What the exercise asks: Set down every record below exactly as written.

Task data:
___
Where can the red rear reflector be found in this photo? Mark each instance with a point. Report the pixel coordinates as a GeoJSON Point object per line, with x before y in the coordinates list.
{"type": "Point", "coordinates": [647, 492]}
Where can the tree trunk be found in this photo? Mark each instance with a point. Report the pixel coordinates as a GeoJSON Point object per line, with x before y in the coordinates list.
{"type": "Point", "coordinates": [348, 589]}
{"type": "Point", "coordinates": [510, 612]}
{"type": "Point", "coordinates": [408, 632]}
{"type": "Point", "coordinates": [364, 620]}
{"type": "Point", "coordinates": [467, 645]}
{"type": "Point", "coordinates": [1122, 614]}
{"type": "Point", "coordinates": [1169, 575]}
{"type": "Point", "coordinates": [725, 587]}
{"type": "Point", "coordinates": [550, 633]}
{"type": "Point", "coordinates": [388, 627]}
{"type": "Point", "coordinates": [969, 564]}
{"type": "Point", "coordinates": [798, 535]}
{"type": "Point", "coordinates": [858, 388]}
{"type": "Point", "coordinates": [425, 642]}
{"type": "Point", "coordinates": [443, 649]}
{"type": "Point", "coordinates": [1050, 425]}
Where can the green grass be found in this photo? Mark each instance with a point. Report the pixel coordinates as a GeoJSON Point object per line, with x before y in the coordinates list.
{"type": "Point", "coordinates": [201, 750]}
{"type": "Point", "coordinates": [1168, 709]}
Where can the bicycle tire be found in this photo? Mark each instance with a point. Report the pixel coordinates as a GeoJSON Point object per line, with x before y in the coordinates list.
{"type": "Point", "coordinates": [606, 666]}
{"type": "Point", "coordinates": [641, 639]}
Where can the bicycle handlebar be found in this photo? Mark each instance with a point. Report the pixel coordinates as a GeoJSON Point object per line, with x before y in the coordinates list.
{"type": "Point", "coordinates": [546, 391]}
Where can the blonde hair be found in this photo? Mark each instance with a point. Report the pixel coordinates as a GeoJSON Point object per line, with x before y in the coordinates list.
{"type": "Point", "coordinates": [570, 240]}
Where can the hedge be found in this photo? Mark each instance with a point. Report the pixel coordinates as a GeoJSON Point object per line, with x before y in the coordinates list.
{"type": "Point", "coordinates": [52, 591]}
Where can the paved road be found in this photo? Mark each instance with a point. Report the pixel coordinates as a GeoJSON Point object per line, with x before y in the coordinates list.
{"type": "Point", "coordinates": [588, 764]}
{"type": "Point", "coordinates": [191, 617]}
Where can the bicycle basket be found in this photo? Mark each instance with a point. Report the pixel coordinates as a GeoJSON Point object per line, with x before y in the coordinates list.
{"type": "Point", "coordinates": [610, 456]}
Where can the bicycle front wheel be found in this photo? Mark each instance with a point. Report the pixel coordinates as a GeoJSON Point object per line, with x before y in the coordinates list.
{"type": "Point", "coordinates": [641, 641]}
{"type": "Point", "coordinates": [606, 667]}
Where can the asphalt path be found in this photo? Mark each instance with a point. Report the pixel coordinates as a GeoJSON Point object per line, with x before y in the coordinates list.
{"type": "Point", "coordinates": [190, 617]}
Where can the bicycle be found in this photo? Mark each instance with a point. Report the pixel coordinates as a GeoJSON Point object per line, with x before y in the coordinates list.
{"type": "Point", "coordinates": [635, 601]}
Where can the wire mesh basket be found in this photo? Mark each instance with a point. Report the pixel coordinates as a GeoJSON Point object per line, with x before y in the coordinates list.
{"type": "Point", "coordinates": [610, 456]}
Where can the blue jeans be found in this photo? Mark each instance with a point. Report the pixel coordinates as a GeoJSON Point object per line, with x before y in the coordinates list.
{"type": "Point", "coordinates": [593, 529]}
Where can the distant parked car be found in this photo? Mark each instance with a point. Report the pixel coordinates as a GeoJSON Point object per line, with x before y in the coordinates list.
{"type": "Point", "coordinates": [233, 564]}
___
Answer section:
Where can the red rear reflector be found in this photo? Mark each instance with a point. Report the pixel coordinates as a GeoJSON Point object per line, with x before y in the coordinates list.
{"type": "Point", "coordinates": [647, 492]}
Where can the tree trunk be found in this photo? Mark each instance with a point. Report the pixel coordinates as a GeoJSON Point object per line, with x before y in the coordinates list.
{"type": "Point", "coordinates": [348, 589]}
{"type": "Point", "coordinates": [510, 612]}
{"type": "Point", "coordinates": [408, 632]}
{"type": "Point", "coordinates": [364, 620]}
{"type": "Point", "coordinates": [467, 645]}
{"type": "Point", "coordinates": [1122, 614]}
{"type": "Point", "coordinates": [1169, 575]}
{"type": "Point", "coordinates": [725, 587]}
{"type": "Point", "coordinates": [550, 633]}
{"type": "Point", "coordinates": [388, 627]}
{"type": "Point", "coordinates": [969, 564]}
{"type": "Point", "coordinates": [798, 535]}
{"type": "Point", "coordinates": [858, 388]}
{"type": "Point", "coordinates": [425, 642]}
{"type": "Point", "coordinates": [443, 649]}
{"type": "Point", "coordinates": [1050, 425]}
Where can the green grass be found in this photo? Mark each instance with a point. Report the pixel coordinates as a GeoJSON Point object per line, with x before y in the coordinates list.
{"type": "Point", "coordinates": [201, 750]}
{"type": "Point", "coordinates": [1168, 709]}
Where can the bicycle tire be found in this photo? Mark each instance with a point. Report the pixel coordinates as a GeoJSON Point object per line, with x before y in the coordinates list.
{"type": "Point", "coordinates": [606, 666]}
{"type": "Point", "coordinates": [641, 639]}
Where can the bicycle handlebar be found in this photo? Mark each instance with a point. Report the pixel coordinates as a GeoJSON Point object per line, with x before y in the coordinates list.
{"type": "Point", "coordinates": [546, 391]}
Where can the blonde hair be found in this photo? Mark each instance with a point. Report the pixel coordinates as a GeoJSON Point object per line, with x before y in the coordinates list.
{"type": "Point", "coordinates": [570, 240]}
Where can the hedge be found in this photo? Mark each instance with a point. Report the pixel coordinates as a GeoJSON Point object per line, with x before y in the coordinates list.
{"type": "Point", "coordinates": [52, 591]}
Where can the paved road be found in this photo? Mark each instance with a point. Report the pixel coordinates as a GeoJSON Point object per line, with x before y in the coordinates list.
{"type": "Point", "coordinates": [588, 764]}
{"type": "Point", "coordinates": [191, 617]}
Where can the bicycle basket be found in this photo? Mark each instance with a point. Report the pixel coordinates as a GeoJSON Point object per line, with x before y in the coordinates list.
{"type": "Point", "coordinates": [610, 456]}
Where can the bicycle front wheel be found in this photo? Mark each instance with a point. Report the pixel coordinates as a GeoJSON Point object per line, with x before y in the coordinates list.
{"type": "Point", "coordinates": [641, 641]}
{"type": "Point", "coordinates": [606, 667]}
Where can the asphalt path be found in this photo? Mark each instance with a point. Report the pixel coordinates as a GeoJSON Point object per line, with x before y in the coordinates list.
{"type": "Point", "coordinates": [190, 617]}
Where can the bicycle be found in this photo? Mark each instance with a point. Report the pixel coordinates as a GeoJSON Point object per line, with x before y in the coordinates list.
{"type": "Point", "coordinates": [635, 601]}
Where can the wire mesh basket be found in this photo? Mark each instance with a point. Report the pixel coordinates as a GeoJSON Point object per line, with x before y in the coordinates list.
{"type": "Point", "coordinates": [610, 456]}
Where can the blue jeans be found in this photo? Mark each instance with a point. Report the pixel coordinates as a GeoJSON Point object per line, with x before y in the coordinates list.
{"type": "Point", "coordinates": [593, 529]}
Where can the distant parked car be found in this photo? Mark each instance with a point. Report the pixel coordinates as a GeoJSON Point object per line, with x before y in the coordinates list.
{"type": "Point", "coordinates": [233, 564]}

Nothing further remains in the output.